## To be done
Copy the data from its start through the line containing "150 167 L 158", inclusive, leaving out the picture. Rescale the answers by multiplying every viewBox dimension and outline coordinate in them by 1.45 and rounding to whole numbers with halves rounded up, and keep all other lines as they are.

## Excerpts of annotation records
=======

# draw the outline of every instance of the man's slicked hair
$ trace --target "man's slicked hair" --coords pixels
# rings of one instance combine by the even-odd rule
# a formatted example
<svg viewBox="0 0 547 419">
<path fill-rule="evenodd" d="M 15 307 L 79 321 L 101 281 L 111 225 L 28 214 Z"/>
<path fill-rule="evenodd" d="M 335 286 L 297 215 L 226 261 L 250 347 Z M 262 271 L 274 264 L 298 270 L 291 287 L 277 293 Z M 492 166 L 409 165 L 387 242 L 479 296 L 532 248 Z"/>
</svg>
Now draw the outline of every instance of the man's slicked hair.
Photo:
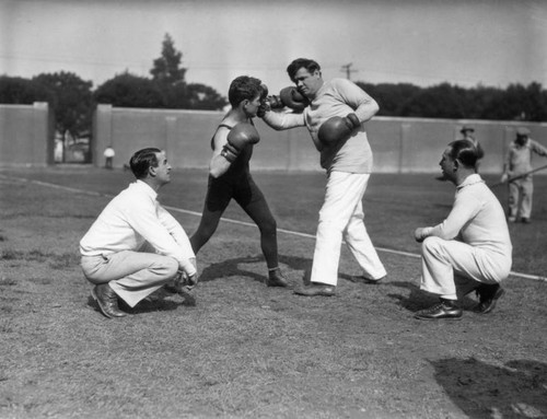
<svg viewBox="0 0 547 419">
<path fill-rule="evenodd" d="M 150 167 L 158 167 L 158 156 L 156 153 L 162 151 L 156 148 L 148 148 L 137 151 L 129 160 L 129 166 L 135 177 L 138 179 L 143 179 L 148 176 L 148 170 Z"/>
<path fill-rule="evenodd" d="M 477 164 L 478 150 L 477 147 L 469 140 L 456 140 L 450 144 L 450 156 L 452 160 L 458 160 L 464 167 L 473 168 Z"/>
<path fill-rule="evenodd" d="M 294 81 L 294 77 L 301 68 L 305 68 L 310 74 L 313 74 L 315 70 L 321 71 L 321 66 L 316 61 L 307 58 L 296 58 L 287 67 L 287 72 L 292 81 Z"/>
</svg>

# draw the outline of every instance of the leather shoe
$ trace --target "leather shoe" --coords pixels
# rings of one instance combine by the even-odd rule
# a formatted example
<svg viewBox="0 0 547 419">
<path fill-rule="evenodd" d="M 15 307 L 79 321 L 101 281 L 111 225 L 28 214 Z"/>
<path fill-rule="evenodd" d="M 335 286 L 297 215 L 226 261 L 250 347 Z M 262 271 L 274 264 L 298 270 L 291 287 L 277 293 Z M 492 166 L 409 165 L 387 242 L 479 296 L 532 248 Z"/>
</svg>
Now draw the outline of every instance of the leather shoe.
<svg viewBox="0 0 547 419">
<path fill-rule="evenodd" d="M 322 286 L 322 284 L 311 284 L 307 287 L 299 288 L 294 290 L 295 294 L 306 295 L 306 296 L 333 296 L 336 294 L 336 287 L 334 286 Z"/>
<path fill-rule="evenodd" d="M 281 273 L 281 269 L 270 270 L 268 273 L 268 279 L 266 280 L 268 287 L 289 287 L 289 282 Z"/>
<path fill-rule="evenodd" d="M 475 313 L 487 314 L 490 313 L 496 303 L 501 295 L 505 293 L 505 290 L 501 288 L 498 283 L 482 283 L 477 288 L 477 295 L 479 296 L 479 303 L 473 310 Z"/>
<path fill-rule="evenodd" d="M 97 302 L 101 313 L 106 317 L 124 317 L 127 315 L 127 313 L 119 310 L 118 296 L 108 283 L 95 286 L 95 288 L 91 290 L 91 295 Z"/>
<path fill-rule="evenodd" d="M 357 277 L 358 281 L 359 282 L 363 282 L 363 283 L 370 283 L 370 284 L 379 284 L 382 280 L 385 279 L 385 276 L 383 276 L 382 278 L 379 278 L 379 279 L 372 279 L 372 278 L 366 278 L 364 275 L 361 275 L 360 277 Z"/>
<path fill-rule="evenodd" d="M 437 321 L 440 318 L 446 318 L 452 321 L 458 321 L 462 318 L 463 311 L 458 306 L 455 305 L 450 300 L 441 300 L 440 303 L 416 312 L 415 318 L 420 321 Z"/>
</svg>

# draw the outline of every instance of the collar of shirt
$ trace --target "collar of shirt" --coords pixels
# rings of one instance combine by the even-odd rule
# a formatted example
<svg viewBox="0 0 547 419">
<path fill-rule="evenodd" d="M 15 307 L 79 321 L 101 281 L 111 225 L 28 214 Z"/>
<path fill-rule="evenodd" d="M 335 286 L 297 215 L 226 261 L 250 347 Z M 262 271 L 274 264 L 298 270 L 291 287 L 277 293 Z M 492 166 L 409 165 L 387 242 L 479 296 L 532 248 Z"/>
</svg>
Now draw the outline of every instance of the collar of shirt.
<svg viewBox="0 0 547 419">
<path fill-rule="evenodd" d="M 480 177 L 478 173 L 475 173 L 473 175 L 469 175 L 465 178 L 464 182 L 462 182 L 458 186 L 456 186 L 456 194 L 465 188 L 466 186 L 475 185 L 475 184 L 480 184 L 485 181 Z"/>
<path fill-rule="evenodd" d="M 147 183 L 144 183 L 140 179 L 137 179 L 137 182 L 132 183 L 131 185 L 133 185 L 133 187 L 142 190 L 142 193 L 144 195 L 148 195 L 150 198 L 152 198 L 152 200 L 158 199 L 158 193 L 154 189 L 152 189 Z"/>
</svg>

=======

## Answer to this problem
# draw the outline of every instance of the man's slicked hair
$ trace --target "man's slicked hair" --coords pixels
# rings of one instance combine by the even-odd rule
# a formatted example
<svg viewBox="0 0 547 419">
<path fill-rule="evenodd" d="M 15 307 L 79 321 L 101 281 L 111 225 L 28 214 Z"/>
<path fill-rule="evenodd" d="M 335 286 L 297 215 L 226 261 L 250 347 Z M 262 271 L 274 264 L 298 270 L 291 287 L 277 293 Z M 492 166 L 409 165 L 387 242 L 479 296 L 532 248 Z"/>
</svg>
Now draw the outline of every instance of the man's slicked hair.
Photo:
<svg viewBox="0 0 793 608">
<path fill-rule="evenodd" d="M 218 242 L 229 242 L 229 226 L 226 222 L 235 219 L 226 215 L 215 215 L 199 219 L 187 232 L 187 241 L 196 257 L 200 260 L 207 260 L 215 255 L 215 247 Z"/>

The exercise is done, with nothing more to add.